EXERCISE
Copy the entries from the line containing "Pick out the dog's eye, placing" through the end of the entries, requests included, and add 136 to every coordinate number in the answers.
** START OF GIVEN RECORDS **
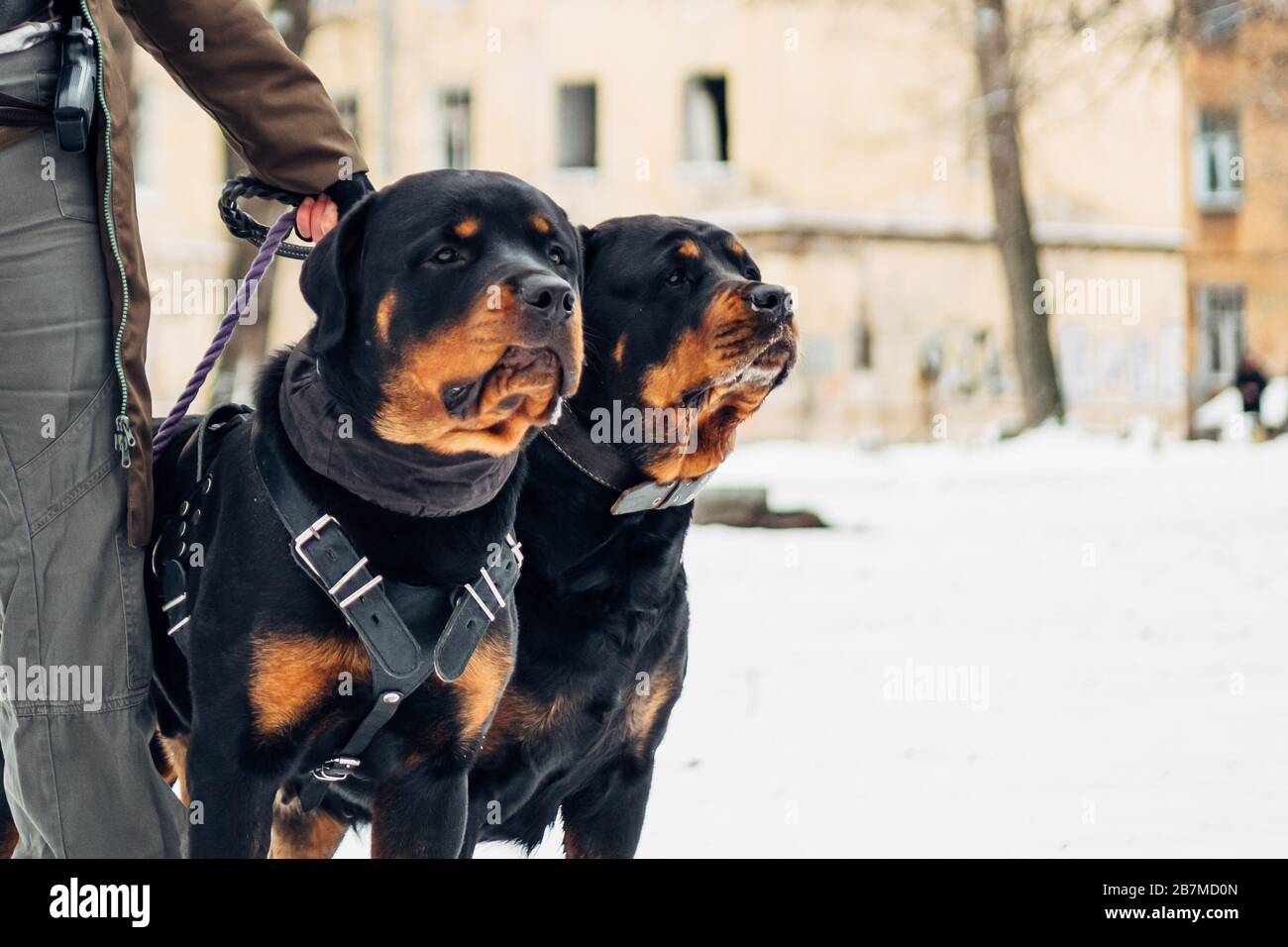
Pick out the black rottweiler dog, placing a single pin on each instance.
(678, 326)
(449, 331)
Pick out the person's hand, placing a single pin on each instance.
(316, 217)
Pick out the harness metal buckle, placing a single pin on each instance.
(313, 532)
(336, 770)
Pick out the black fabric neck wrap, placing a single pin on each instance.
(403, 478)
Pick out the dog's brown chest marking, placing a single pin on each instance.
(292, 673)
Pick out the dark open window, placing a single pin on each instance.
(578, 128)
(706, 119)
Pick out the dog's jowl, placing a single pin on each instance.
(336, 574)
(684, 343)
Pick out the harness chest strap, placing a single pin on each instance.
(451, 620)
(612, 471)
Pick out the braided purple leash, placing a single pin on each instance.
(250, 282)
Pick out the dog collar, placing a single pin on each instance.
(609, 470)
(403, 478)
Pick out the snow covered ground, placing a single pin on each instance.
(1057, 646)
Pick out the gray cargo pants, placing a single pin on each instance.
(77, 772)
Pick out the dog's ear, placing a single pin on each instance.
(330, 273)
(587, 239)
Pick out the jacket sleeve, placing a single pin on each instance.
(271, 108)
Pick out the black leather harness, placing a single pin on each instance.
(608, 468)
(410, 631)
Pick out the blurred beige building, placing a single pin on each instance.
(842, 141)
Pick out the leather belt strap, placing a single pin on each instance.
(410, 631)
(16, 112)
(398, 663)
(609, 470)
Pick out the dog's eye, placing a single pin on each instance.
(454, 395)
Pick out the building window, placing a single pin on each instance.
** END OF GIVEN RECORDS **
FULL ANSWER
Pick out the dog's eye, placing a single pin on each instance.
(590, 531)
Pick out the building window, placing a single pin on each instance.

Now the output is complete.